§ **Work required**
Take the line with "Each instance of the umbrella" as the first line and the last line of the data as the final one. Write out those lines exactly, and no others.

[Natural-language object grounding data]
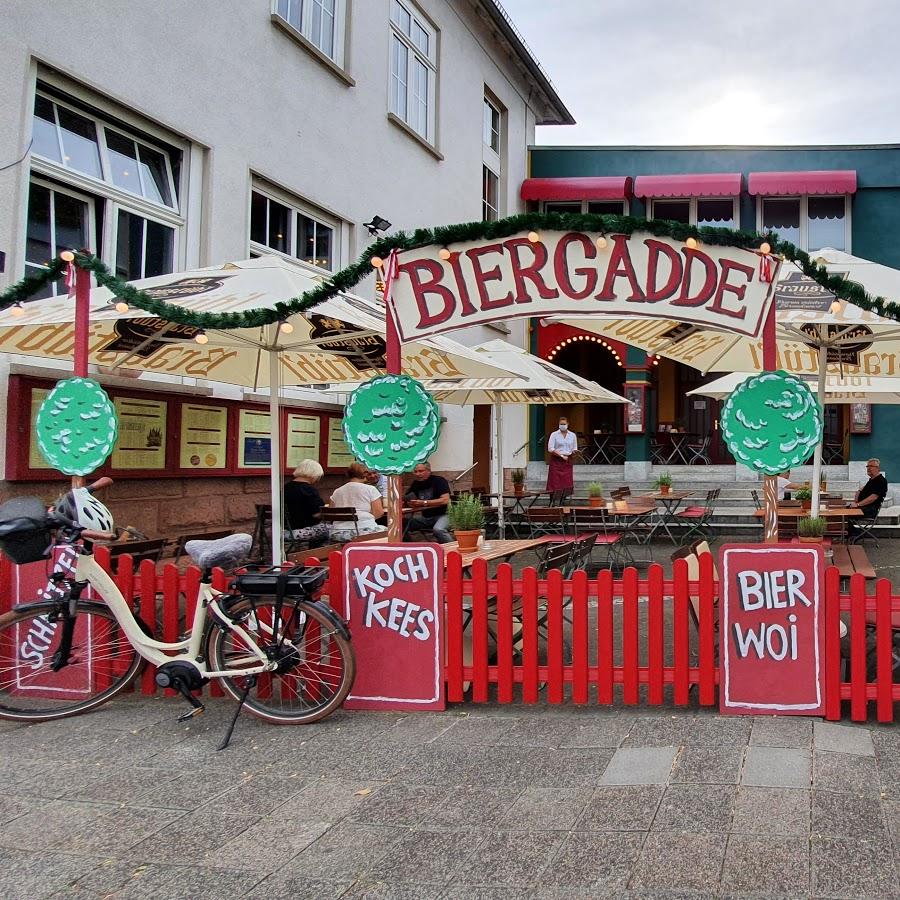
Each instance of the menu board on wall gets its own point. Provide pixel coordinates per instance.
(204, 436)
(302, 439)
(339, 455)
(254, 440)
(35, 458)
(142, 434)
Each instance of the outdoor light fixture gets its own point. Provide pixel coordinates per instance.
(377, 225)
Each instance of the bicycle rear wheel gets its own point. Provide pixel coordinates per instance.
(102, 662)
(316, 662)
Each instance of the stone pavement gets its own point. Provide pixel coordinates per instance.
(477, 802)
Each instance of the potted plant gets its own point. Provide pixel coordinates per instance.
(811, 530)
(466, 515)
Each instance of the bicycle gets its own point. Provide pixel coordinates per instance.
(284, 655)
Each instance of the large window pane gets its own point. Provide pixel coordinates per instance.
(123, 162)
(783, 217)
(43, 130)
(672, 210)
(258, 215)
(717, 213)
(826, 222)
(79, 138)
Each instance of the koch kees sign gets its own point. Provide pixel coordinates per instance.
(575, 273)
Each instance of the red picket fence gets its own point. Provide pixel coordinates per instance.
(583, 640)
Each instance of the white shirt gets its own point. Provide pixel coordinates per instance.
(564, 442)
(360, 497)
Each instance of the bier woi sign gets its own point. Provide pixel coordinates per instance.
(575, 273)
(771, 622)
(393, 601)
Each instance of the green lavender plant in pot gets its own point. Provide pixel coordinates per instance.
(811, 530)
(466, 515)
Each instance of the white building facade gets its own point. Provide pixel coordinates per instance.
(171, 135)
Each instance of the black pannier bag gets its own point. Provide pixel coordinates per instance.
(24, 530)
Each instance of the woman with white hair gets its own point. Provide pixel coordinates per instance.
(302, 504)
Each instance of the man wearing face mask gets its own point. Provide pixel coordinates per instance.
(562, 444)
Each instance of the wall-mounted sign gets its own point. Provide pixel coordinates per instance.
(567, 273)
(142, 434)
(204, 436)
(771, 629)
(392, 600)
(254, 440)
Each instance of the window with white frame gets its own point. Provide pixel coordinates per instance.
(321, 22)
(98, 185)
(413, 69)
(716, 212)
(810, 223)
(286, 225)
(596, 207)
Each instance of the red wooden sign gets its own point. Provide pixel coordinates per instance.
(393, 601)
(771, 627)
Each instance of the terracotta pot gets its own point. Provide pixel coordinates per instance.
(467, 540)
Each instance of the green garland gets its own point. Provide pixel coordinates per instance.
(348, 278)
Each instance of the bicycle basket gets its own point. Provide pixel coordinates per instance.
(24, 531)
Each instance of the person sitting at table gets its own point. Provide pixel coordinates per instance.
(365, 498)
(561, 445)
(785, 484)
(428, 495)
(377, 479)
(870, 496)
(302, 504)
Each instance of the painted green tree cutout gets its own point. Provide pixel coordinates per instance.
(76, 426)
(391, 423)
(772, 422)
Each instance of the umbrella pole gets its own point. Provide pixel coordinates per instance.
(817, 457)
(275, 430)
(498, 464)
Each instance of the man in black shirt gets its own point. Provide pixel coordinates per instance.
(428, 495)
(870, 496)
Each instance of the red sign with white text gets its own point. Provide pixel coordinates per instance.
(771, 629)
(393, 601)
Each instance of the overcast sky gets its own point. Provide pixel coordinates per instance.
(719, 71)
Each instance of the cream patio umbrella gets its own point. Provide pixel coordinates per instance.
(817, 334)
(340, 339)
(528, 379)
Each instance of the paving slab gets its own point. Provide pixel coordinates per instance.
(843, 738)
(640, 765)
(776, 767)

§ **Written reply**
Each instance of the umbrella pole gets its own point. Provide pixel coordinates per instance.
(817, 457)
(275, 430)
(498, 464)
Each instance of the man in black shirt gets its own point. Provide pixel coordinates per instance.
(428, 495)
(870, 496)
Each instance of the red sign with white text gets its own point. Provide pixel coordinates per instance.
(771, 629)
(393, 601)
Each instance of the overcast sky gets its own point. Provide pixel coordinates per instance.
(719, 71)
Each instance of the cream patio umbrella gets its own point. Provide pixel coordinates per instance.
(817, 334)
(340, 339)
(528, 379)
Each instance of the paving slab gets its own point. Provide pixel coordinates per instance.
(843, 738)
(640, 765)
(776, 767)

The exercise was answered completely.